## [Data for the task]
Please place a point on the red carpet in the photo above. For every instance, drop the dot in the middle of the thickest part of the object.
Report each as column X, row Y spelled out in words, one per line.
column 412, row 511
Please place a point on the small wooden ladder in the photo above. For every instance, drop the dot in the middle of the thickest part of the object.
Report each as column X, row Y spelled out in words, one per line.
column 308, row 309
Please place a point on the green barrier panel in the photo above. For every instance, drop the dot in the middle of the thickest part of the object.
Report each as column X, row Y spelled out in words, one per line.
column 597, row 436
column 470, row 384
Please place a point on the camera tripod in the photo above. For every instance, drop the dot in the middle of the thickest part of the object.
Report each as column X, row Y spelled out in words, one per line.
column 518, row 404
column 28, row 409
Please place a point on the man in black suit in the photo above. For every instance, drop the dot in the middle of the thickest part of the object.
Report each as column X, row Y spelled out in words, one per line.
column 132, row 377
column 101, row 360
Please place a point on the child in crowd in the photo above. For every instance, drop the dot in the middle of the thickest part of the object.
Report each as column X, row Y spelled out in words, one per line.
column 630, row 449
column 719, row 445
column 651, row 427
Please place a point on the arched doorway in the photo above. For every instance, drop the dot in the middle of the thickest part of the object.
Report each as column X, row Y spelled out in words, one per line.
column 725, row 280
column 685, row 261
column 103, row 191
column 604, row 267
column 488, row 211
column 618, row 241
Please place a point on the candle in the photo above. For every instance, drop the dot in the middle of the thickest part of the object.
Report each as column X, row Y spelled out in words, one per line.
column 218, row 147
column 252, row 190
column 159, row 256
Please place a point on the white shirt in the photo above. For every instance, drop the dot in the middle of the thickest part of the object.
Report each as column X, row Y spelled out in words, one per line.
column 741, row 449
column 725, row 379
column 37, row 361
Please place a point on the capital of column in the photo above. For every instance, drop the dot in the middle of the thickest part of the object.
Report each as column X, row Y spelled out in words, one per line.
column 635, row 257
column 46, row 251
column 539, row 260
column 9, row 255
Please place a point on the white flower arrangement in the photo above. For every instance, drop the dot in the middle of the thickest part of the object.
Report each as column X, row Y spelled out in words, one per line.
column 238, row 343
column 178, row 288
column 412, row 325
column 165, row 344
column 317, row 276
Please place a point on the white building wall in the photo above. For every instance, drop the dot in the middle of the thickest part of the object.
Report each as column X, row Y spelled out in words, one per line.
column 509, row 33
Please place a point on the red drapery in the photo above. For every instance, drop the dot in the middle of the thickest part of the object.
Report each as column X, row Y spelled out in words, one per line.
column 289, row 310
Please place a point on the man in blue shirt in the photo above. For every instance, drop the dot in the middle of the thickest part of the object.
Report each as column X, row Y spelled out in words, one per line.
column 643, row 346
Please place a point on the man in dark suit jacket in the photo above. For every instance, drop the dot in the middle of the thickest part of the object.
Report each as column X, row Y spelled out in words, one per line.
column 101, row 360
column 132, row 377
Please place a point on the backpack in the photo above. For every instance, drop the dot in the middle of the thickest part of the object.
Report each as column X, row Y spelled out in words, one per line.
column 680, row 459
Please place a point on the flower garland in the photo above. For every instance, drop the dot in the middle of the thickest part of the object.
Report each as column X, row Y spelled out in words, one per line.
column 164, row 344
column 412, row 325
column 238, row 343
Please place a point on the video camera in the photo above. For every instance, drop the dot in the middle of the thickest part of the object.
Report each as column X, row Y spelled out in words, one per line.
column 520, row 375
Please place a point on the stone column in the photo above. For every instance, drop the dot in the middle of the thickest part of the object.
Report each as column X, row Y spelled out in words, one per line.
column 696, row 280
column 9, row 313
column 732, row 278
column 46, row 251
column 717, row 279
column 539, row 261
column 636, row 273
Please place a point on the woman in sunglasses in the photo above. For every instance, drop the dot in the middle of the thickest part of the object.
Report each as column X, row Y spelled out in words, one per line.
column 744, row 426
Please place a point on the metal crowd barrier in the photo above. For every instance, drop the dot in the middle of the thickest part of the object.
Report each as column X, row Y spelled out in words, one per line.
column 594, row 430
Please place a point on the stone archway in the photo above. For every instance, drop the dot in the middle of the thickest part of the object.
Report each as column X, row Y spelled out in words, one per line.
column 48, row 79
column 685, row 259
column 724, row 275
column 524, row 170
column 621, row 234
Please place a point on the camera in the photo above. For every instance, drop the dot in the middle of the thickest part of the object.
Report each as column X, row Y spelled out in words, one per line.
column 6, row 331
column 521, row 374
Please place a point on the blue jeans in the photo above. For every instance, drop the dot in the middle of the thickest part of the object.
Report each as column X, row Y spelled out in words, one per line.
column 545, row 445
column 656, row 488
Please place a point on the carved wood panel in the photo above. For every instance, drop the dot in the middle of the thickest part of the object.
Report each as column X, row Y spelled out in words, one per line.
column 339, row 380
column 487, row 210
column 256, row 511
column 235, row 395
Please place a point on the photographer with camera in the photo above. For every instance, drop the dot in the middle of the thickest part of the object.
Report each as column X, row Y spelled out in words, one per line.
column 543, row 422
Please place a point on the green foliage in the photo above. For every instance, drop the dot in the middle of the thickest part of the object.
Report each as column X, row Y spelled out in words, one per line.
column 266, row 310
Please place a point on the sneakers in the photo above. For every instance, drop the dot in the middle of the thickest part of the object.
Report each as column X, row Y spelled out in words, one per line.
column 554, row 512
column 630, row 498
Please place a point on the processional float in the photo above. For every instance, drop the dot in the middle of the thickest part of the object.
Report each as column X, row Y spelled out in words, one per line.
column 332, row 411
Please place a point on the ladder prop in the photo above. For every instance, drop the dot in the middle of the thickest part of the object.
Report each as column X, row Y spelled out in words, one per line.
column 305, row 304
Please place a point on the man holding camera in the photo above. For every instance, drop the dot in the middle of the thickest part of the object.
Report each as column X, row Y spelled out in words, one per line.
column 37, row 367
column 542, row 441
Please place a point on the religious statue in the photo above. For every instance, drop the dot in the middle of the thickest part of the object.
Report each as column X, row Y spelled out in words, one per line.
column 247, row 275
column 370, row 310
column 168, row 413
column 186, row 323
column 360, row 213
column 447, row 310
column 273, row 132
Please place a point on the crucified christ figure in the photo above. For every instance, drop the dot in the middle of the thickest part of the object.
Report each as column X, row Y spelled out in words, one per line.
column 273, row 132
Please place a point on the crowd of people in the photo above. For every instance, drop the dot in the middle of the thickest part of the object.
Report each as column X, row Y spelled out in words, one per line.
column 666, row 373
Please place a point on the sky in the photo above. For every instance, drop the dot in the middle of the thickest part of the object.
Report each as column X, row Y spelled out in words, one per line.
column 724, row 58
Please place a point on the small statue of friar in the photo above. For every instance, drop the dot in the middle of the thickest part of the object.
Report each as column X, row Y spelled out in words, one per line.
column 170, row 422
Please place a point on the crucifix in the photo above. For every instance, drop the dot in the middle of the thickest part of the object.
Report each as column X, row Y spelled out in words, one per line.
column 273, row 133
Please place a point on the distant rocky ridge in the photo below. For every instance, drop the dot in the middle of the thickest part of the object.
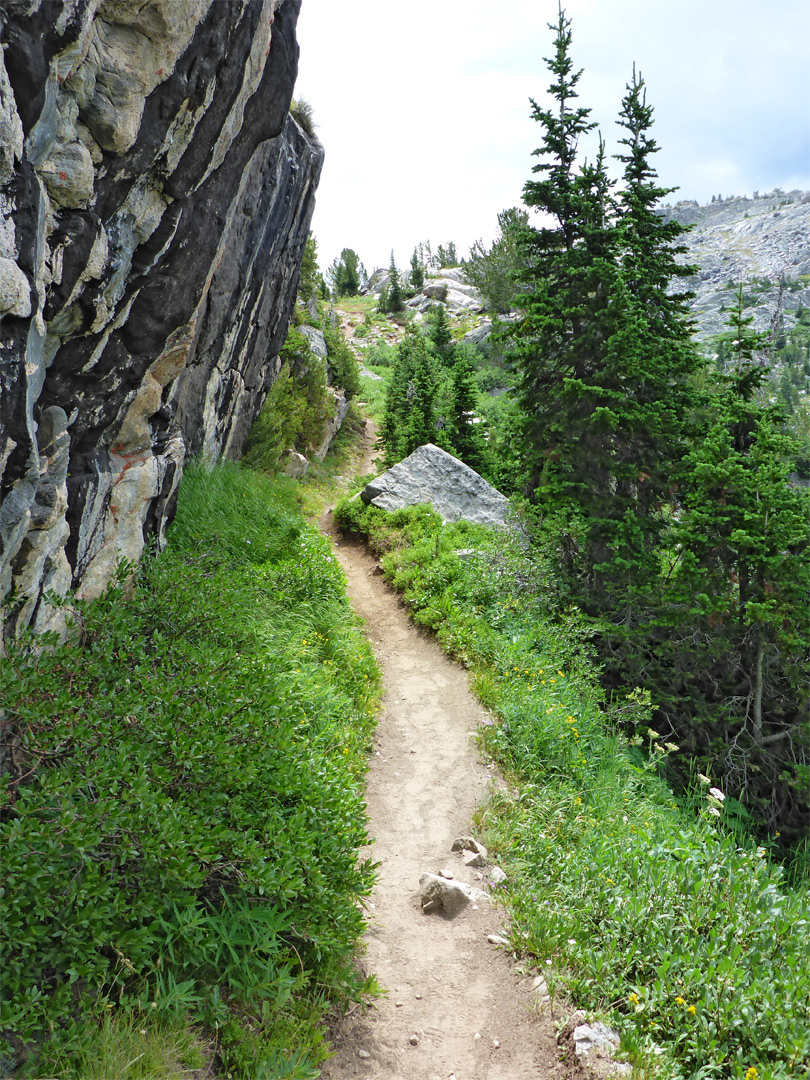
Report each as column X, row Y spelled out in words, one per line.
column 154, row 200
column 757, row 242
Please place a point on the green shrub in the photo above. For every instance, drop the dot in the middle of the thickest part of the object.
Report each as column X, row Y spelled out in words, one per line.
column 296, row 409
column 181, row 826
column 648, row 910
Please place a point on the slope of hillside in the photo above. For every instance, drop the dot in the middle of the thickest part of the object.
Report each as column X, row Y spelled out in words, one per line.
column 758, row 243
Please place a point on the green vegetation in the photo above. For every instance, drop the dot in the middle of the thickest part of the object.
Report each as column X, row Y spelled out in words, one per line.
column 653, row 912
column 181, row 819
column 301, row 112
column 663, row 489
column 347, row 274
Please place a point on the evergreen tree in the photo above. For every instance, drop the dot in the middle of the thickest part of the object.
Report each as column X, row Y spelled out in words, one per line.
column 409, row 418
column 395, row 301
column 604, row 353
column 310, row 281
column 440, row 334
column 557, row 343
column 347, row 274
column 494, row 272
column 466, row 434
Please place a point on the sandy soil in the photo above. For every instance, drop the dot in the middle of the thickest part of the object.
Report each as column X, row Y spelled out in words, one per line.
column 453, row 1003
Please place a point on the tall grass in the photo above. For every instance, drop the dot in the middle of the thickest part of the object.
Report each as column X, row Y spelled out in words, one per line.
column 181, row 831
column 643, row 908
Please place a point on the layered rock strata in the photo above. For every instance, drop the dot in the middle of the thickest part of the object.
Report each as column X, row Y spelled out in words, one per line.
column 154, row 200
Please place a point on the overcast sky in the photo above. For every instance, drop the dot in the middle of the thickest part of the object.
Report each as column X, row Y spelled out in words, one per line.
column 423, row 105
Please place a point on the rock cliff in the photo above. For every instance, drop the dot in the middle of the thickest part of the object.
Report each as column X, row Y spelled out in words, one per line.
column 757, row 243
column 154, row 200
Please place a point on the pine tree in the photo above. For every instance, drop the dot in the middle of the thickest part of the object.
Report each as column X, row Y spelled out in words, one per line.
column 494, row 271
column 417, row 271
column 466, row 434
column 557, row 343
column 604, row 353
column 347, row 274
column 409, row 418
column 440, row 334
column 395, row 301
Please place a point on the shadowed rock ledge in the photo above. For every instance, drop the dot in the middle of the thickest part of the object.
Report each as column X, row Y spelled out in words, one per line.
column 154, row 200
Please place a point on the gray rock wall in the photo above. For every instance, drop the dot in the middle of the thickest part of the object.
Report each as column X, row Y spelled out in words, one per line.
column 154, row 201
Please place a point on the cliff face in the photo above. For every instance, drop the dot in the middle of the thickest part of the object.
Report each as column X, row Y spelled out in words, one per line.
column 154, row 201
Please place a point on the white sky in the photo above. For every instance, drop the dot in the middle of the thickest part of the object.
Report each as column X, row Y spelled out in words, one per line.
column 422, row 105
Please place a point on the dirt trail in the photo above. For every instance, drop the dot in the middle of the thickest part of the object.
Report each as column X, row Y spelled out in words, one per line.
column 453, row 1006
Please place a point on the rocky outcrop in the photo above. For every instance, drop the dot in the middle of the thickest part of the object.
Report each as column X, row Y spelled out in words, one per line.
column 453, row 488
column 154, row 200
column 449, row 287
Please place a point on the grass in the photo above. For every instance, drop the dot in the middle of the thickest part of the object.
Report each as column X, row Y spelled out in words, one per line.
column 645, row 909
column 166, row 866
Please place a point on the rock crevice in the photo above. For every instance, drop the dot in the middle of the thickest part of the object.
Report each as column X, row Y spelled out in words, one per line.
column 154, row 200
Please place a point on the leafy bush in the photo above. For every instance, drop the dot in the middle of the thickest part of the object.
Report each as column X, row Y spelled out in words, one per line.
column 649, row 910
column 295, row 412
column 181, row 821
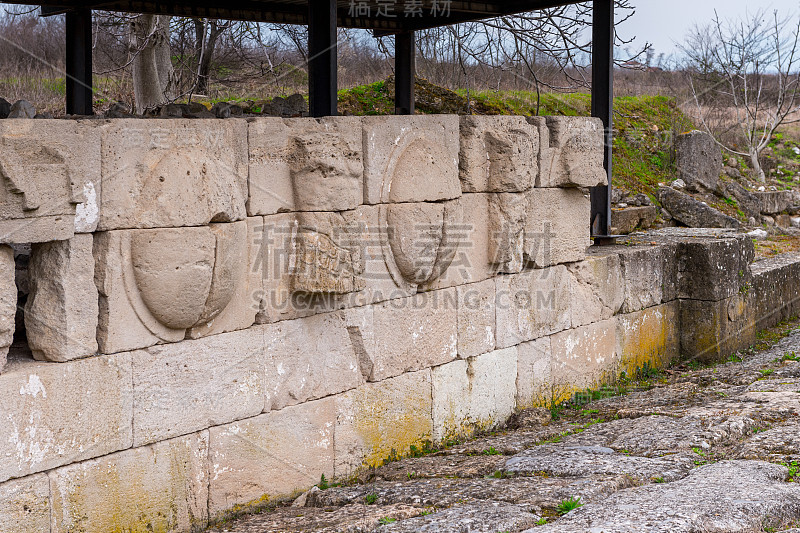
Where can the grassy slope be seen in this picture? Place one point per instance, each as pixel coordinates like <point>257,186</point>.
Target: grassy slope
<point>644,125</point>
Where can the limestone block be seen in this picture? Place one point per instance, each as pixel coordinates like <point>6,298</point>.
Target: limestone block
<point>270,180</point>
<point>325,163</point>
<point>557,226</point>
<point>162,487</point>
<point>61,311</point>
<point>382,420</point>
<point>8,301</point>
<point>238,248</point>
<point>775,202</point>
<point>478,393</point>
<point>714,330</point>
<point>507,221</point>
<point>476,318</point>
<point>714,269</point>
<point>648,338</point>
<point>25,504</point>
<point>58,414</point>
<point>774,295</point>
<point>471,262</point>
<point>272,455</point>
<point>51,172</point>
<point>534,374</point>
<point>414,333</point>
<point>173,173</point>
<point>598,288</point>
<point>643,275</point>
<point>699,160</point>
<point>571,153</point>
<point>309,358</point>
<point>532,304</point>
<point>584,358</point>
<point>498,154</point>
<point>421,240</point>
<point>411,159</point>
<point>192,385</point>
<point>155,285</point>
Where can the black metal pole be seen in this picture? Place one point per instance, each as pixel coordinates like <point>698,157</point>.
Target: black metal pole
<point>322,50</point>
<point>405,67</point>
<point>602,107</point>
<point>79,62</point>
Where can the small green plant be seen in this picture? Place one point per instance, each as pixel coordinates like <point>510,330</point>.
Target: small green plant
<point>568,505</point>
<point>699,451</point>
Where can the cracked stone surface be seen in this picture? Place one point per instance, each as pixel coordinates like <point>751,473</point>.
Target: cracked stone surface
<point>714,449</point>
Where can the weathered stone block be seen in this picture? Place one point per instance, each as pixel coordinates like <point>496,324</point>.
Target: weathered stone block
<point>625,221</point>
<point>478,393</point>
<point>238,249</point>
<point>50,169</point>
<point>649,338</point>
<point>507,221</point>
<point>25,504</point>
<point>571,153</point>
<point>534,374</point>
<point>310,358</point>
<point>173,173</point>
<point>325,163</point>
<point>380,420</point>
<point>192,385</point>
<point>775,202</point>
<point>699,160</point>
<point>471,262</point>
<point>557,226</point>
<point>693,213</point>
<point>61,311</point>
<point>411,159</point>
<point>270,180</point>
<point>414,333</point>
<point>272,455</point>
<point>643,275</point>
<point>476,318</point>
<point>155,285</point>
<point>8,301</point>
<point>163,487</point>
<point>714,268</point>
<point>774,293</point>
<point>711,331</point>
<point>598,288</point>
<point>532,304</point>
<point>498,154</point>
<point>584,358</point>
<point>58,414</point>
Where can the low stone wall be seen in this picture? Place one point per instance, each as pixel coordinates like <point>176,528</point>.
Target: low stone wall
<point>218,313</point>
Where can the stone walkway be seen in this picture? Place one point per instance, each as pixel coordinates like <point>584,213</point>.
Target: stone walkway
<point>707,450</point>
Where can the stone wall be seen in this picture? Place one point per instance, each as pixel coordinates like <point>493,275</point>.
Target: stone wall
<point>218,313</point>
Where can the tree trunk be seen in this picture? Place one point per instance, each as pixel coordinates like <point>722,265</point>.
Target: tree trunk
<point>759,172</point>
<point>153,74</point>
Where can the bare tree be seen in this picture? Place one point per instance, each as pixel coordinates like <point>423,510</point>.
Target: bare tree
<point>749,67</point>
<point>153,74</point>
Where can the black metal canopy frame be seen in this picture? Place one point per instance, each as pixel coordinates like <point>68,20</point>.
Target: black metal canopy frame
<point>400,18</point>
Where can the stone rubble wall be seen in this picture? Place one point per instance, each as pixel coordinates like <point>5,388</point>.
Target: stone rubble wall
<point>218,313</point>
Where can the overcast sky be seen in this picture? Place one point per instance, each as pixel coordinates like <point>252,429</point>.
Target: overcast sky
<point>665,22</point>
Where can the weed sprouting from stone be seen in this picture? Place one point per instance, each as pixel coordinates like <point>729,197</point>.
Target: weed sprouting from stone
<point>569,505</point>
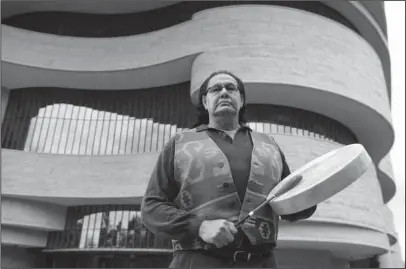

## [Activity]
Only one stretch of the records above is wanted: the lines between the one holding "Please place a point on the crucifix" and the one holding "Please place a point on the distant", inclusive, reproduced exactly.

## [Task result]
Please place a point on the crucifix in the photo above. For every instance, drop the dot in the middle of the thickest part of the object.
Report each as column X, row Y spelled out in words, one per line.
column 273, row 133
Please place a point on the distant rocky ridge in the photo below. For every instance, drop the dot in the middle of the thickest part of the object.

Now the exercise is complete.